**所附文字**

"""

從上圖可以看出，這些節點幾乎有一半空間是重疊的，為什麼要這麼設計呢？我們假定，q025 的範圍為 [25%,50%)，q050 的範圍為 [50%,75%)，如果有一個 PoolChunk 它的記憶體使用率變化情況為 40%、55%、45%、60%、48%，66%，這樣就會導致這個 PoolChunk 會在 q025 、q050 這兩個 PoolChunkList 不斷移動，勢必會造成效能損耗。如果範圍是 [25%,75%) 和 [50%,100%)，這樣的記憶體使用率變化情況只會在 q025 中，只要當記憶體使用率超過了 75% 纔會移動到 q050，而隨著該 PoolChunk 的記憶體使用率降低，它也不是降到 75% 就回到 q025，而是要到 50%，這樣可以調整的範圍就大的多了。

記憶體分配

PoolArena 提供了 allocate() 用於記憶體分配，該方法根據申請記憶體的大小規格來分配不同規格的記憶體：

    PooledByteBuf<T> allocate(PoolThreadCache cache, int reqCapacity, int maxCapacity) {
        PooledByteBuf<T> buf = newByteBuf(maxCapacity);
        allocate(cache, buf, reqCapacity);
        return buf;
    }
    
    private void allocate(PoolThreadCache cache, PooledByteBuf<T> buf, final int reqCapacity) {
        // 根據 size 計算 sizeIdex
        final int sizeIdx = size2SizeIdx(reqCapacity);

        if (sizeIdx <= smallMaxSizeIdx) {
            // Small 規格，在 PoolSubpage 中分配
            tcacheAllocateSmall(cache, buf, reqCapacity, sizeIdx);
        } else if (sizeIdx < nSizes) {
            // Normal 規則，在 PoolChunk 中分配
            tcacheAllocateNormal(cache, buf, reqCapacity, sizeIdx);
        } else {
            // Huge 規格，直接分配
            int normCapacity = directMemoryCacheAlignment > 0
                    ? normalizeSize(reqCapacity) : reqCapacity;
            allocateHuge(buf, normCapacity);
        }
    }

首先根據申請的記憶體大小 reqCapacity 計算 sizeIdex，sizeIdex 是在 SizeClass 中計算的，如下：

   public int size2SizeIdx(int size) {
        if (size == 0) {
            return 0;
        }
        if (size > chunkSize) {
            return nSizes;
        }

        size = alignSizeIfNeeded(size, directMemoryCacheAlignment);
        
        // 對於小於 lookupMaxSize 這段，可以直接在 size2idxTab 表中取
        if (size <= lookupMaxSize) {
            return size2idxTab[size - 1 >> LOG2_QUANTUM];
        }
        
        // 這裏要跟計算 size 的個公式來倒推，大明哥數學都還給老師就不推到了
        int x = log2((size << 1) - 1);
        int shift = x < LOG2_SIZE_CLASS_GROUP + LOG2_QUANTUM + 1
                ? 0 : x - (LOG2_SIZE_CLASS_GROUP + LOG2_QUANTUM);

        int group = shift << LOG2_SIZE_CLASS_GROUP;

        int log2Delta = x < LOG2_SIZE_CLASS_GROUP + LOG2_QUANTUM + 1
                ? LOG2_QUANTUM : x - LOG2_SIZE_CLASS_GROUP - 1;

        int deltaInverseMask = -1 << log2Delta;
        int mod = (size - 1 & deltaInverseMask) >> log2Delta &
                  (1 << LOG2_SIZE_CLASS_GROUP) - 1;

        return group + mod;
    }

得到 sizeIdex 後我們就可以確認使用哪種方式來進行記憶體分配：

Small：[0,38]
Normal：[39,68]
Huge：(68,)

"""

**作業要求**
依所附文字，若 q025 與 q050 的範圍分別設為 [25%,75%) 和 [50%,100%)，PoolChunk 的記憶體使用率要到什麼程度才會移到 q050？

**資料**
"""

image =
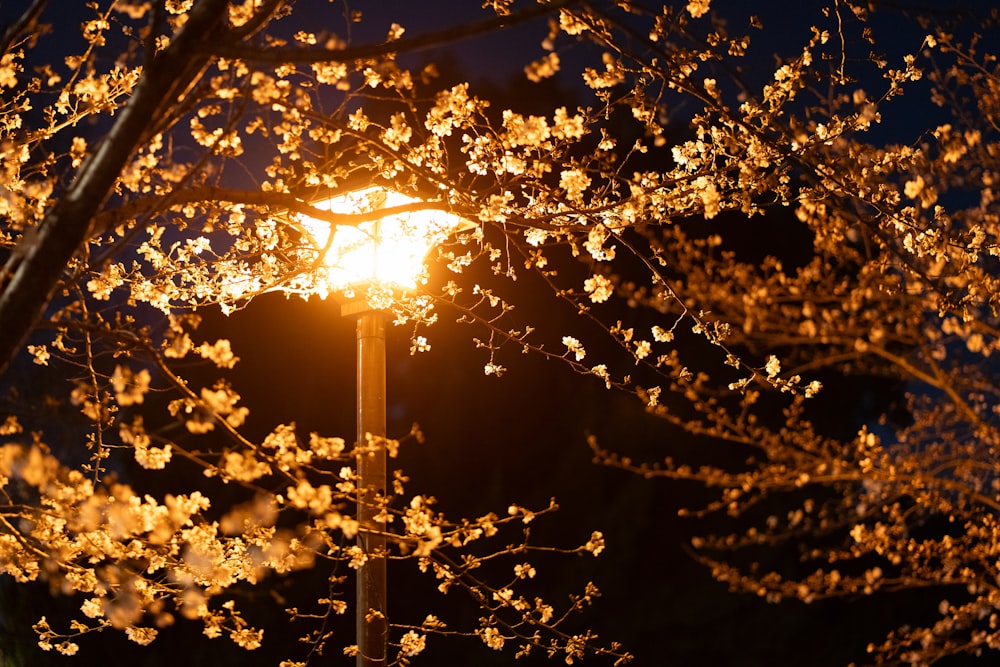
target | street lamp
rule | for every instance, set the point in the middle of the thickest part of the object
(384, 254)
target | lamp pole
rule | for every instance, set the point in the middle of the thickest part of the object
(372, 620)
(388, 251)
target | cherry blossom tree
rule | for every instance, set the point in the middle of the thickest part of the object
(165, 161)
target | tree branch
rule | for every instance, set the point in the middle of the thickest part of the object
(251, 53)
(32, 273)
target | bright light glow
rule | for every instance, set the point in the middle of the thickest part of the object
(389, 251)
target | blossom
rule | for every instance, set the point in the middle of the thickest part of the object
(574, 346)
(598, 287)
(413, 643)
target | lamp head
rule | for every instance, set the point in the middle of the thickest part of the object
(386, 252)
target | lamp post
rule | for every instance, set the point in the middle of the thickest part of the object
(386, 254)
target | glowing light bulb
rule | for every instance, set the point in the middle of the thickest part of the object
(389, 251)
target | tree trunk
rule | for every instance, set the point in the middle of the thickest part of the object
(33, 271)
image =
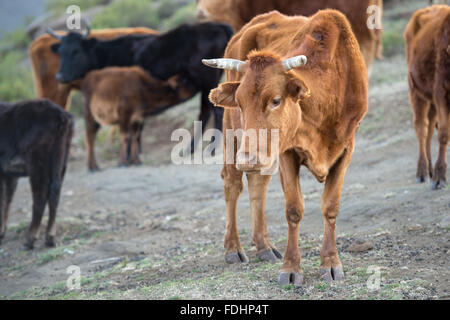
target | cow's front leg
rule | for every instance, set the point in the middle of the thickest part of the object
(233, 186)
(7, 188)
(439, 180)
(331, 266)
(421, 124)
(257, 188)
(40, 188)
(291, 272)
(92, 128)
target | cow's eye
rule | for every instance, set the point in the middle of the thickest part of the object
(275, 102)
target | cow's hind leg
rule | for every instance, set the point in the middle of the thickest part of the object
(92, 128)
(257, 188)
(432, 120)
(40, 189)
(136, 131)
(58, 171)
(291, 272)
(233, 186)
(331, 266)
(439, 180)
(8, 186)
(420, 110)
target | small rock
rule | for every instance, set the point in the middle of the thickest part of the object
(389, 195)
(356, 186)
(445, 223)
(415, 227)
(360, 247)
(68, 251)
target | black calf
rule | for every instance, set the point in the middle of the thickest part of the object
(35, 138)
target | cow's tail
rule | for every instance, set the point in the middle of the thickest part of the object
(59, 157)
(377, 33)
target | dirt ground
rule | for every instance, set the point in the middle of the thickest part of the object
(156, 231)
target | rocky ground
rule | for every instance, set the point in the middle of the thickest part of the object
(156, 231)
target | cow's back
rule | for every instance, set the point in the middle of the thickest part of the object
(45, 64)
(339, 83)
(240, 12)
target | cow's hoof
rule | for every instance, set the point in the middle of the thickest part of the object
(288, 278)
(50, 241)
(438, 184)
(28, 244)
(236, 257)
(421, 179)
(333, 274)
(271, 255)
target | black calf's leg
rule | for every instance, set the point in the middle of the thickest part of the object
(7, 188)
(40, 184)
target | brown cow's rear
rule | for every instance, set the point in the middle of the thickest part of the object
(317, 109)
(124, 97)
(45, 64)
(238, 12)
(427, 39)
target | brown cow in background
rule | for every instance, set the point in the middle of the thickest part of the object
(45, 63)
(317, 109)
(427, 39)
(238, 12)
(124, 97)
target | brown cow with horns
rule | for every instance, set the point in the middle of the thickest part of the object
(316, 106)
(359, 12)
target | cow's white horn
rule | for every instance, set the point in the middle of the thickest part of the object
(294, 62)
(227, 64)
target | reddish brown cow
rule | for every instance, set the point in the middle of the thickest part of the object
(124, 97)
(317, 109)
(45, 63)
(427, 39)
(238, 12)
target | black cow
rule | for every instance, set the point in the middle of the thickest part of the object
(177, 52)
(35, 138)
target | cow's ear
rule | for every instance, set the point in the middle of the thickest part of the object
(89, 44)
(55, 47)
(225, 95)
(297, 88)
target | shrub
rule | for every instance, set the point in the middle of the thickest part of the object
(185, 14)
(128, 13)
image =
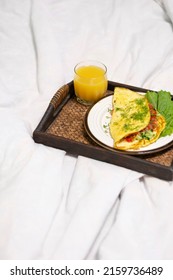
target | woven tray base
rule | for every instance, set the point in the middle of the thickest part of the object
(69, 124)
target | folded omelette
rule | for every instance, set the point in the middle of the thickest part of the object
(134, 122)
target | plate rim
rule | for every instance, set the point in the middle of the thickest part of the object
(135, 152)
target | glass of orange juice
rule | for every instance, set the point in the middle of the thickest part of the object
(90, 81)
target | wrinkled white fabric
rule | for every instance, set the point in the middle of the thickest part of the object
(59, 206)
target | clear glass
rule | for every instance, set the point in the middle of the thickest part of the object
(90, 81)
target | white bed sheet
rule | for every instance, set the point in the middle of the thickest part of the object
(58, 206)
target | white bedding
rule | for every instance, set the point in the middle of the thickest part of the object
(58, 206)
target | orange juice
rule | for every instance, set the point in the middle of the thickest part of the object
(90, 82)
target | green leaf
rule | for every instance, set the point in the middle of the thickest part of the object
(162, 102)
(152, 98)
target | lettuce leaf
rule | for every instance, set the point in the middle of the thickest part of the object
(163, 103)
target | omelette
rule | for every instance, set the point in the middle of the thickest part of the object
(134, 121)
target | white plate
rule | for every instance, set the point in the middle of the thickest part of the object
(97, 126)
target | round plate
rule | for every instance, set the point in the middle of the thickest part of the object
(96, 124)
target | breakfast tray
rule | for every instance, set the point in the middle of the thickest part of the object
(62, 127)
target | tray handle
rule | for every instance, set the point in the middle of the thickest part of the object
(59, 96)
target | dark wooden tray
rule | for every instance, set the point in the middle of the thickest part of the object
(62, 127)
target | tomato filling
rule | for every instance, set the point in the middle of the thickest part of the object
(147, 132)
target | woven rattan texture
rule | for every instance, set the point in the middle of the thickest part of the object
(69, 124)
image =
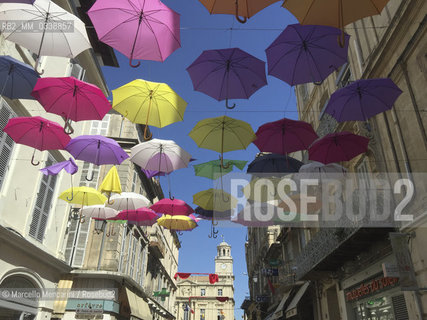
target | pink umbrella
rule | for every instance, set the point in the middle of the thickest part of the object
(139, 29)
(140, 216)
(72, 99)
(336, 147)
(37, 132)
(172, 207)
(285, 136)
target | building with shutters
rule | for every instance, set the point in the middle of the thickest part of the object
(33, 220)
(200, 299)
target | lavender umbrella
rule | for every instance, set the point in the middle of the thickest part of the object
(227, 74)
(302, 54)
(363, 99)
(97, 150)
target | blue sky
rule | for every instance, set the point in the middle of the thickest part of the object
(201, 31)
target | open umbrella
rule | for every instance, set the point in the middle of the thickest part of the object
(302, 54)
(239, 8)
(17, 79)
(72, 99)
(336, 147)
(68, 41)
(96, 149)
(83, 196)
(284, 136)
(149, 103)
(222, 134)
(334, 13)
(363, 99)
(146, 30)
(111, 183)
(37, 132)
(227, 74)
(172, 207)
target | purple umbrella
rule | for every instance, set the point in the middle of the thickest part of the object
(137, 28)
(302, 54)
(97, 150)
(363, 99)
(227, 74)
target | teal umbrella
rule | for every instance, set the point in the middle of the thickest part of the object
(213, 169)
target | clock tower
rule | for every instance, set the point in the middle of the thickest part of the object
(223, 260)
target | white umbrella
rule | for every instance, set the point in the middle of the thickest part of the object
(44, 28)
(160, 155)
(128, 201)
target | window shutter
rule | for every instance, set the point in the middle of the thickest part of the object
(6, 142)
(43, 204)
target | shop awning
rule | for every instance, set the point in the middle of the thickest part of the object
(292, 308)
(279, 311)
(138, 307)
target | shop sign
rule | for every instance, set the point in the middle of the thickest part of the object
(370, 287)
(90, 310)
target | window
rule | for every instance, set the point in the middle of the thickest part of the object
(6, 142)
(43, 203)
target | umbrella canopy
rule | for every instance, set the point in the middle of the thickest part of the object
(68, 165)
(99, 212)
(128, 201)
(111, 183)
(363, 99)
(227, 74)
(334, 13)
(239, 8)
(71, 98)
(213, 169)
(302, 54)
(172, 207)
(285, 136)
(215, 199)
(37, 132)
(160, 155)
(273, 164)
(336, 147)
(17, 79)
(149, 103)
(68, 42)
(222, 134)
(177, 222)
(84, 196)
(140, 216)
(146, 30)
(96, 149)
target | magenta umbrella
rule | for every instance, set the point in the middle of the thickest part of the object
(139, 29)
(37, 132)
(172, 207)
(284, 136)
(72, 99)
(140, 216)
(336, 147)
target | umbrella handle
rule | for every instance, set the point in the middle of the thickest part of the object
(227, 106)
(134, 65)
(32, 159)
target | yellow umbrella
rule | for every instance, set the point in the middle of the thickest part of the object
(149, 103)
(215, 200)
(222, 134)
(334, 13)
(111, 183)
(180, 223)
(84, 196)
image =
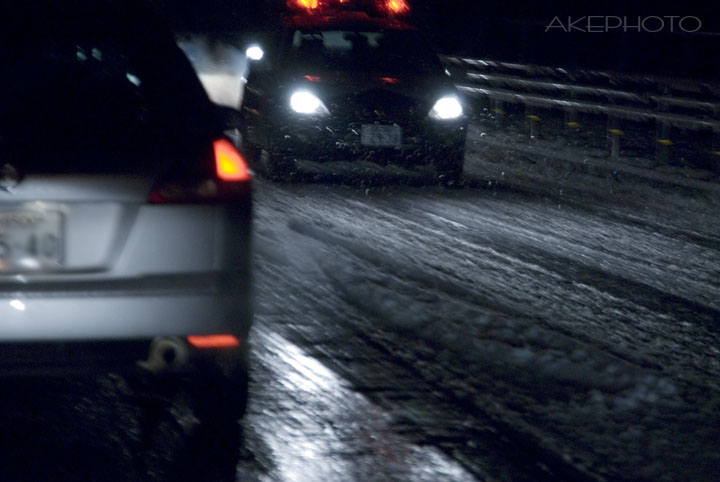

"""

**參考解答**
記憶體使用率超過 75% 時才會移到 q050。